Object location annotation data:
__________

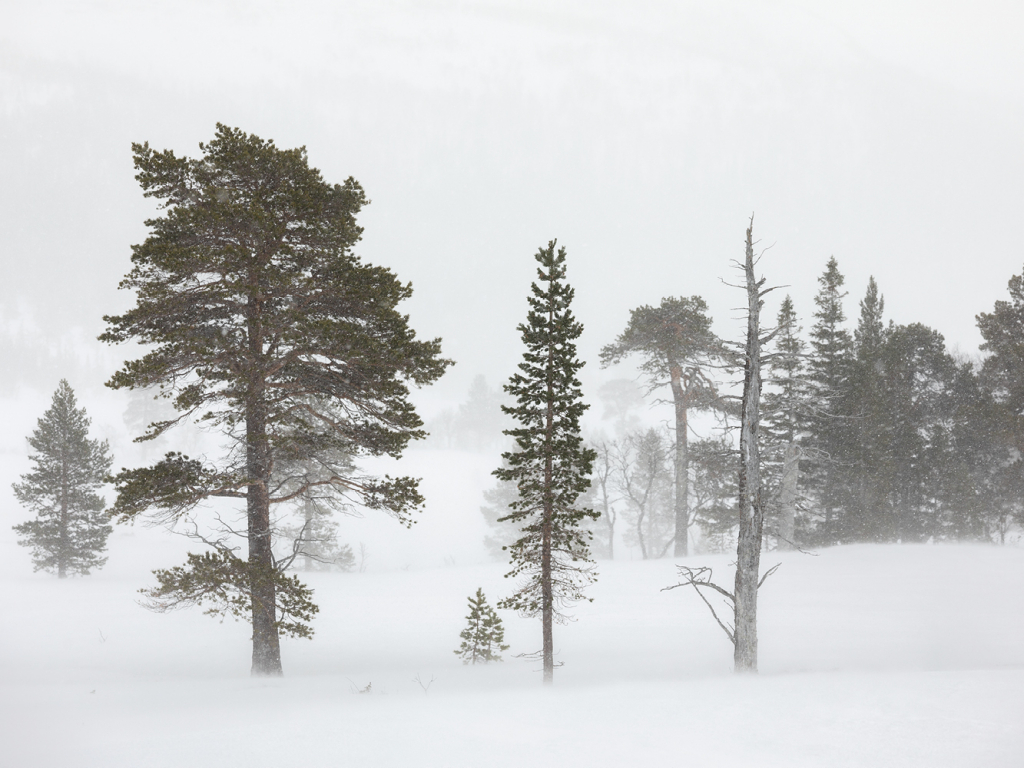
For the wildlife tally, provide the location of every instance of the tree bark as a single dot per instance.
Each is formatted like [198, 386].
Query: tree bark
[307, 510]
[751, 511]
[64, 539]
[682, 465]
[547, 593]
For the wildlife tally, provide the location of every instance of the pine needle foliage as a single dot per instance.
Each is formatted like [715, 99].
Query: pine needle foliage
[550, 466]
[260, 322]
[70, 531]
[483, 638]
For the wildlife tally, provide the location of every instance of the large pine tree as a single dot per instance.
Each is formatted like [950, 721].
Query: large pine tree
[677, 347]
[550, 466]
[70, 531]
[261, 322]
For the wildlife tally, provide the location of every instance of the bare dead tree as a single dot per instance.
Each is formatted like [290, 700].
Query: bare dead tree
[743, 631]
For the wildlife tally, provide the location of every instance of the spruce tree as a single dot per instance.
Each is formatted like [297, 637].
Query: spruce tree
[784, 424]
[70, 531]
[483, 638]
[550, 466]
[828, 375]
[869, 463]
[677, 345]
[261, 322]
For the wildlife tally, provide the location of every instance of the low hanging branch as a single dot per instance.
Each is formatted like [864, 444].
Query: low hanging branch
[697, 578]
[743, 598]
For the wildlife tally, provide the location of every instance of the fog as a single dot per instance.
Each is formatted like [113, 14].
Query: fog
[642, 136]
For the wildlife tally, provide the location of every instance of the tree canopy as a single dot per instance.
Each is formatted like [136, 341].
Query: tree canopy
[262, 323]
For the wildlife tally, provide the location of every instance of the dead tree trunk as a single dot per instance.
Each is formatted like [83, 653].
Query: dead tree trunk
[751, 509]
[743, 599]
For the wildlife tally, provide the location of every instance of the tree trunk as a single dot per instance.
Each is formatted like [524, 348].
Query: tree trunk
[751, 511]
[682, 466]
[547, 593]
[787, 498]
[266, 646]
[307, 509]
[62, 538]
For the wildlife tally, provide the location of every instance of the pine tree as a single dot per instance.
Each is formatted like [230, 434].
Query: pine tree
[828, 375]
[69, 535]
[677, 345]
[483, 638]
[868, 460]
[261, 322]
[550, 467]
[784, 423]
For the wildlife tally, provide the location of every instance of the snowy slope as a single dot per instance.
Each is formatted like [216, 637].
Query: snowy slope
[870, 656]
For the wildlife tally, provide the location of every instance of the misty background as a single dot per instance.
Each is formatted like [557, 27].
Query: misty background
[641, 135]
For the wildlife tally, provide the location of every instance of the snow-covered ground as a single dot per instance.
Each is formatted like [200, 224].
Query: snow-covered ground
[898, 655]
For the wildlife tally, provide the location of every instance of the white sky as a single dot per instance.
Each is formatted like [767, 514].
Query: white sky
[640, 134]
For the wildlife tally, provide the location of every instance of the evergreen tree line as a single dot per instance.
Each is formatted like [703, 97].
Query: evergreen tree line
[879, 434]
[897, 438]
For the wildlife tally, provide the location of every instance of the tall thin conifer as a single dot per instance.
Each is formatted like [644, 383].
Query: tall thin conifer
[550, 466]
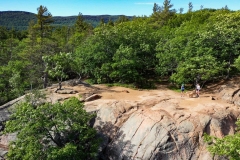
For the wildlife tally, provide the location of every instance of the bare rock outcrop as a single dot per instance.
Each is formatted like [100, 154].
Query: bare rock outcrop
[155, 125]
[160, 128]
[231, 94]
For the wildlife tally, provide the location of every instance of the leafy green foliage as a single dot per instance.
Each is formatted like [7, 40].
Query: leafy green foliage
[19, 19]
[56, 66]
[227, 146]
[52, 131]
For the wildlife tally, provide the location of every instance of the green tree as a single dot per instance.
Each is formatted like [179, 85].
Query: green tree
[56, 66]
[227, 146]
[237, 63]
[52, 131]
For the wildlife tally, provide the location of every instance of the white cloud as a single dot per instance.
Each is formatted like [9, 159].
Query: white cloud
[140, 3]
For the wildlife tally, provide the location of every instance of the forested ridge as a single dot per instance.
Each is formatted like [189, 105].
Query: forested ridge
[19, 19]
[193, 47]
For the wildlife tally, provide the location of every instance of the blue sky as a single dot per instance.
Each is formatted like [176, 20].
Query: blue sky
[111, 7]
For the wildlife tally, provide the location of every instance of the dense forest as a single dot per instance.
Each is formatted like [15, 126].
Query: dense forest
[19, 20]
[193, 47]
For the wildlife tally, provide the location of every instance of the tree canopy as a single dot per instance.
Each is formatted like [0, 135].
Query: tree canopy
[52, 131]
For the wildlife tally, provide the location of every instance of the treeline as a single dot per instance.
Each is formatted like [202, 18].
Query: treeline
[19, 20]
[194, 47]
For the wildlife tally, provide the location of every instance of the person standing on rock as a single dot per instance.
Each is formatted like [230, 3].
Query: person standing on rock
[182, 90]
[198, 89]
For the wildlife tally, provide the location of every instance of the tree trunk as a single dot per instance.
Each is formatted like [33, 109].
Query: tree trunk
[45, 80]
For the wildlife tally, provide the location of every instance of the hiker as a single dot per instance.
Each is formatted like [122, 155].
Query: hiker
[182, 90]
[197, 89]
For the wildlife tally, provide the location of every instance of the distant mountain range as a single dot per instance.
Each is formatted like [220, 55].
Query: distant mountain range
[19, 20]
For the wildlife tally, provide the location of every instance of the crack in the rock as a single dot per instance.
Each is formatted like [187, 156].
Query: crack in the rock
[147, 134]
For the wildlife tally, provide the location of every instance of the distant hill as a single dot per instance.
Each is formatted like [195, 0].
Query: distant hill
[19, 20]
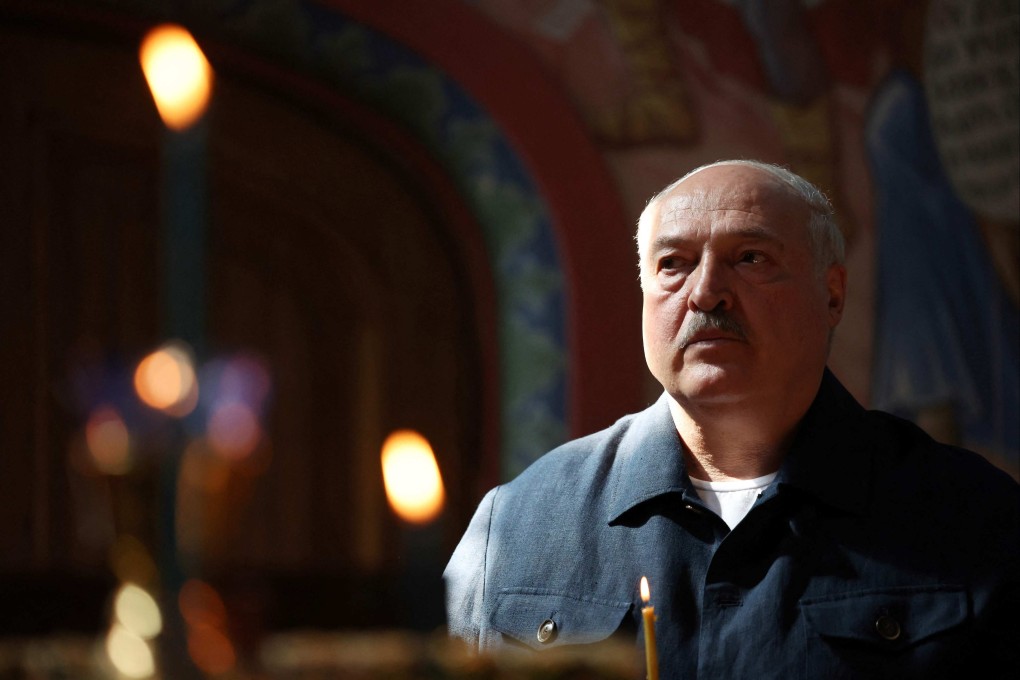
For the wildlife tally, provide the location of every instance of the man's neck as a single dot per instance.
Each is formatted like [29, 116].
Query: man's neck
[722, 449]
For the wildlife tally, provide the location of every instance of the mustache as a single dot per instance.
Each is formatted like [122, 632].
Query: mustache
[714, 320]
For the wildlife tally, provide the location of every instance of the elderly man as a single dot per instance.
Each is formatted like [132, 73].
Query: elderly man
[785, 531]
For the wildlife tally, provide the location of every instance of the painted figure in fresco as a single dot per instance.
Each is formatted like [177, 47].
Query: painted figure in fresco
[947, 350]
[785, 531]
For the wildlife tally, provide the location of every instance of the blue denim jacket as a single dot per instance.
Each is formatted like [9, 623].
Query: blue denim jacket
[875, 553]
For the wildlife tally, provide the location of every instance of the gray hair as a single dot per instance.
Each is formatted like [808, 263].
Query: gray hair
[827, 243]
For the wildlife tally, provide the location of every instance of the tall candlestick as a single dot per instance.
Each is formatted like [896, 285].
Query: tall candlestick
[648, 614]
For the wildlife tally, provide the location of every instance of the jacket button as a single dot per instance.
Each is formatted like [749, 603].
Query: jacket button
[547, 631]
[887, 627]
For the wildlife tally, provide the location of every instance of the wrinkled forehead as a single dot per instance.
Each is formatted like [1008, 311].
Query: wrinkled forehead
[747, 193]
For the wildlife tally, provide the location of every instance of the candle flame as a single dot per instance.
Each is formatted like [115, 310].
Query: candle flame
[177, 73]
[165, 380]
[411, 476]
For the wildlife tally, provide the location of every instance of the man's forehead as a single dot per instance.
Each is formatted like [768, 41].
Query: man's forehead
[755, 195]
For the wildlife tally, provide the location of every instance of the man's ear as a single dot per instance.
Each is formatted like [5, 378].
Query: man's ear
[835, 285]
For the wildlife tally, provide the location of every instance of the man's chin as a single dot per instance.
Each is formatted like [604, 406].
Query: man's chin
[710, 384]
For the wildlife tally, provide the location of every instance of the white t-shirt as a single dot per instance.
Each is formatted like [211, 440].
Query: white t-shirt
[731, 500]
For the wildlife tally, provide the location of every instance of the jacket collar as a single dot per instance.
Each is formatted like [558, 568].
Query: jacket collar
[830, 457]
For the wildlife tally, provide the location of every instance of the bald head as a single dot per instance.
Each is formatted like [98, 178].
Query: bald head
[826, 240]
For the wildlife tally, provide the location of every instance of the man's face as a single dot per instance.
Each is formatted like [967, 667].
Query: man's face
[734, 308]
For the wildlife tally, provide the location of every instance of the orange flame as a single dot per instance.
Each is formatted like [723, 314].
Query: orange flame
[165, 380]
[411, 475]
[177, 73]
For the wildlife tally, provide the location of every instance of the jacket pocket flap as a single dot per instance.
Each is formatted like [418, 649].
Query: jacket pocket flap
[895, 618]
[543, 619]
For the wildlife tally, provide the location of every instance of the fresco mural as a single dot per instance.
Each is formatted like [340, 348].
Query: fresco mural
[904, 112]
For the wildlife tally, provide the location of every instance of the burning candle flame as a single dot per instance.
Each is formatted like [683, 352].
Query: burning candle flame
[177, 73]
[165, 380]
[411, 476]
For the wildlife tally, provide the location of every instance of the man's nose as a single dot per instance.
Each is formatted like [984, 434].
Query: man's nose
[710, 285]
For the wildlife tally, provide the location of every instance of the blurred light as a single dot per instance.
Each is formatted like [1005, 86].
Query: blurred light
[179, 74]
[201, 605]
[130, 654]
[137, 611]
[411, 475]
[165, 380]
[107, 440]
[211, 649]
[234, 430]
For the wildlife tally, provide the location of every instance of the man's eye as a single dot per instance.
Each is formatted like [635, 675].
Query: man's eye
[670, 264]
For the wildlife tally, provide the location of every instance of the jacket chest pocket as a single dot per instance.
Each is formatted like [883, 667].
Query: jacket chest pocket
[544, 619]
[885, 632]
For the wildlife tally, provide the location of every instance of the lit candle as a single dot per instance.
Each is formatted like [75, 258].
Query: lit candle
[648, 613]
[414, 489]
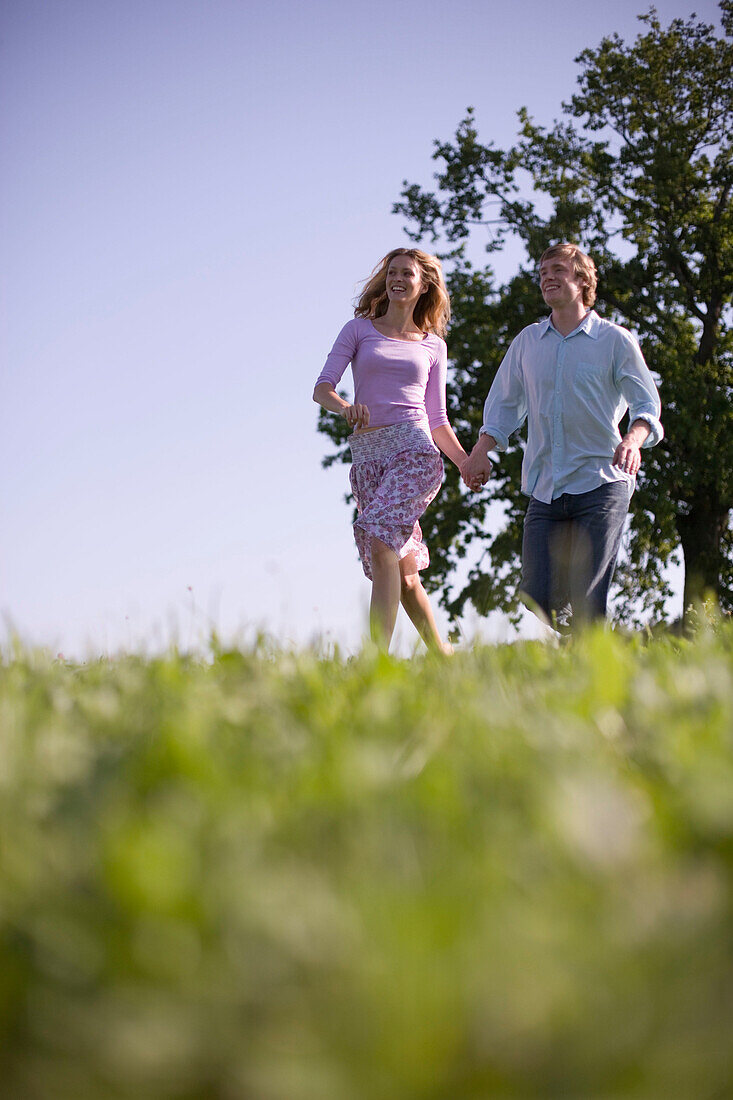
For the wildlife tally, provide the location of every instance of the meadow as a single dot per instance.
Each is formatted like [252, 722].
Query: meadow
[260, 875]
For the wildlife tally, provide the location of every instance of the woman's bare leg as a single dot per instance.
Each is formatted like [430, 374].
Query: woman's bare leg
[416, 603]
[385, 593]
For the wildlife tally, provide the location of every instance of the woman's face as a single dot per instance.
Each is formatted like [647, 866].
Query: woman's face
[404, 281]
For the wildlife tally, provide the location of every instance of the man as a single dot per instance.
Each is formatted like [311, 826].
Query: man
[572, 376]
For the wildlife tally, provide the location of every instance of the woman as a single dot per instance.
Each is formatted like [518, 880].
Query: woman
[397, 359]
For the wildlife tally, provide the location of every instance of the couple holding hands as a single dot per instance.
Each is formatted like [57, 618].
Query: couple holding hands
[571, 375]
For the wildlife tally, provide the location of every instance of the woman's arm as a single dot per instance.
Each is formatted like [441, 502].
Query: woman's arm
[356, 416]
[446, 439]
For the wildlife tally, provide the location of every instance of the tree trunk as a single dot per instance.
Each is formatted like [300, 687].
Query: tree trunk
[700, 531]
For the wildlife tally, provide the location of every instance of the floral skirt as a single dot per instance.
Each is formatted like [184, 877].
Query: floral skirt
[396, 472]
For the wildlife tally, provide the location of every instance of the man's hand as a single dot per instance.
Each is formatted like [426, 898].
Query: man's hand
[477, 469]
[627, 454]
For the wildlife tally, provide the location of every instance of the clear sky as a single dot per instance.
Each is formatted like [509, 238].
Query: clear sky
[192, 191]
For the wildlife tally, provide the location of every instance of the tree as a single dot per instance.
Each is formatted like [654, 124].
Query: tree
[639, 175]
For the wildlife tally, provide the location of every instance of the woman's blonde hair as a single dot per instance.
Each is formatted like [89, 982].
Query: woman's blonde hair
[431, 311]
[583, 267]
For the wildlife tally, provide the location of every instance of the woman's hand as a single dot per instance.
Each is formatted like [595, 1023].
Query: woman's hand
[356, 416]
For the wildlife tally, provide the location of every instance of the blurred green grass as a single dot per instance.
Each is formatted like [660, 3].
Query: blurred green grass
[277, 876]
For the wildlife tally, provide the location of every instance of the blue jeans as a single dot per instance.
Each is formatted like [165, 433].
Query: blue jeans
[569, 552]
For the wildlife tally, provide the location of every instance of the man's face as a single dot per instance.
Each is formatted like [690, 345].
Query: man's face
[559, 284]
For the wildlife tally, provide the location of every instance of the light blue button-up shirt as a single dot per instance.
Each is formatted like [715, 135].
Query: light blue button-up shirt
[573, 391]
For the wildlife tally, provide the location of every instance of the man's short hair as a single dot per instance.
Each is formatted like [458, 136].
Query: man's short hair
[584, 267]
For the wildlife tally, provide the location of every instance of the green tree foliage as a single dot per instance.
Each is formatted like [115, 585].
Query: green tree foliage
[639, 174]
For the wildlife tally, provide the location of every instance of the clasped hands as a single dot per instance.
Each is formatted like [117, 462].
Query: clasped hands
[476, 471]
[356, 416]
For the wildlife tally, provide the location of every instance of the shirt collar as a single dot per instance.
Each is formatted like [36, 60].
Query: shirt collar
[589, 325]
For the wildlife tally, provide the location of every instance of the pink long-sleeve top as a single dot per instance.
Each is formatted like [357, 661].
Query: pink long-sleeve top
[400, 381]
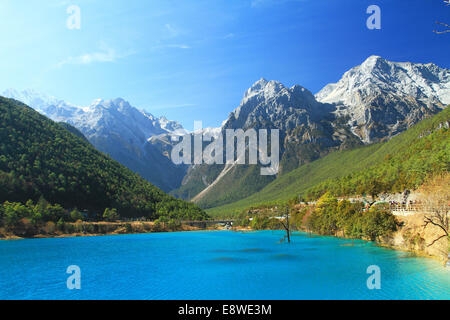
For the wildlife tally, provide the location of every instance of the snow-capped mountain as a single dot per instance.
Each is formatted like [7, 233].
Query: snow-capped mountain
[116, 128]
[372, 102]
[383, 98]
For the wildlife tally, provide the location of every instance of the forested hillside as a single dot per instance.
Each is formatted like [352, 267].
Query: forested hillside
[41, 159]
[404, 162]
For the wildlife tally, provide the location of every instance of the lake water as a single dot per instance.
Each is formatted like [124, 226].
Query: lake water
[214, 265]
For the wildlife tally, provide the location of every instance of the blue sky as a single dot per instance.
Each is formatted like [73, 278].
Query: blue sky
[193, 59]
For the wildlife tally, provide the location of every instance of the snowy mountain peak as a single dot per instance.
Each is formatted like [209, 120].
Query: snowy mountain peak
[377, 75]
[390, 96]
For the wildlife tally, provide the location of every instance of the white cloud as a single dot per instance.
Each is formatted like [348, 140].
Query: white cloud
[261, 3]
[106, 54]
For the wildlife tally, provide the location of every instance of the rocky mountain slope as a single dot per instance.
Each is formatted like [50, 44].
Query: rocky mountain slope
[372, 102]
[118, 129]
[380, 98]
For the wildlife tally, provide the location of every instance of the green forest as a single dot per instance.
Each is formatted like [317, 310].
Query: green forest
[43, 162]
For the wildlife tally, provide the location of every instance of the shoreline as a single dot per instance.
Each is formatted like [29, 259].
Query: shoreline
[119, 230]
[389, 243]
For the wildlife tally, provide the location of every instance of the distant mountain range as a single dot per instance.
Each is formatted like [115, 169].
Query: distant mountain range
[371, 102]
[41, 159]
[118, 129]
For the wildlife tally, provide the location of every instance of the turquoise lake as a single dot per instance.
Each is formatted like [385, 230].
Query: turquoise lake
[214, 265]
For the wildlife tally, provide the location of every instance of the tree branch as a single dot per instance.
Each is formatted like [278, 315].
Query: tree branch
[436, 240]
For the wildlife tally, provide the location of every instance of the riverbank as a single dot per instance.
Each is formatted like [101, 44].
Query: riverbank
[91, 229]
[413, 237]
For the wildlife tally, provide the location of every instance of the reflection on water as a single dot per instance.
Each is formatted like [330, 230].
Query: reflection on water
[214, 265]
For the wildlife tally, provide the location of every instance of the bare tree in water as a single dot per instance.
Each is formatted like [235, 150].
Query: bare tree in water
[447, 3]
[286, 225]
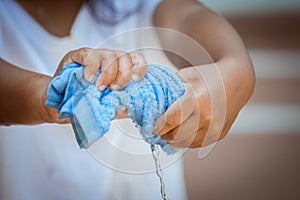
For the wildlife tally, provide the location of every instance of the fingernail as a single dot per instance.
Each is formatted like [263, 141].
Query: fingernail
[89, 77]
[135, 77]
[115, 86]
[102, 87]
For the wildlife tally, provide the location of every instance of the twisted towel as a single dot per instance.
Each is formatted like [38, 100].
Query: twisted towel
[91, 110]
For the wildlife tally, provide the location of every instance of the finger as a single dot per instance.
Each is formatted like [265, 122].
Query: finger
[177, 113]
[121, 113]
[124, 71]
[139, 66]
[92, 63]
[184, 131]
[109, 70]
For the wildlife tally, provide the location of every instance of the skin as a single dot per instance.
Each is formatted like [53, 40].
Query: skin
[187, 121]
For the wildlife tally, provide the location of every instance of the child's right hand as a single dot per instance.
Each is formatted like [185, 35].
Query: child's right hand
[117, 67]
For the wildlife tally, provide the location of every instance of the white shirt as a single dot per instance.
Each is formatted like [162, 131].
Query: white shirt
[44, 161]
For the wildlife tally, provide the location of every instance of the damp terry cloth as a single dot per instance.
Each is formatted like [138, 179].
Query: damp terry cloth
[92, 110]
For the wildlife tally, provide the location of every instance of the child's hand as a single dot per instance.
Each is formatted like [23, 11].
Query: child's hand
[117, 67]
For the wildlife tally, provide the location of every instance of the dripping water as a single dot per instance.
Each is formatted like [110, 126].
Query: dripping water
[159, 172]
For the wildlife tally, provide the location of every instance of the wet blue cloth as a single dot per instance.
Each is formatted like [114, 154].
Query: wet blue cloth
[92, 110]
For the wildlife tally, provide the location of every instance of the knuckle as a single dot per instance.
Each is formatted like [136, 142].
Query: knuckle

__________

**EXERCISE DETAILS**
Copy out exactly the lines between the line with "child's hand as a single dot per instance." and the last line of the entries, counting both of those lines.

**ANSWER IN FULL**
For the wildlife tally, provide the location of every instance of the child's hand as a single dot per instance.
Each is formatted like [23, 11].
Query: child's hand
[117, 67]
For the wildlife tally, provide the location of every instance of the dripping water as a single dot per instance.
Each is formatted like [110, 126].
Query: dripping water
[159, 172]
For the wildlife tally, provide the location of every instance of the wet blue cloth as a single dot per instance.
Each is formatted like [114, 154].
Query: wet blue cloth
[92, 110]
For the wildlife tally, provide the location of every instance of the knuckle as a single dot per instance.
Each is formatted like [136, 142].
Query: knuckle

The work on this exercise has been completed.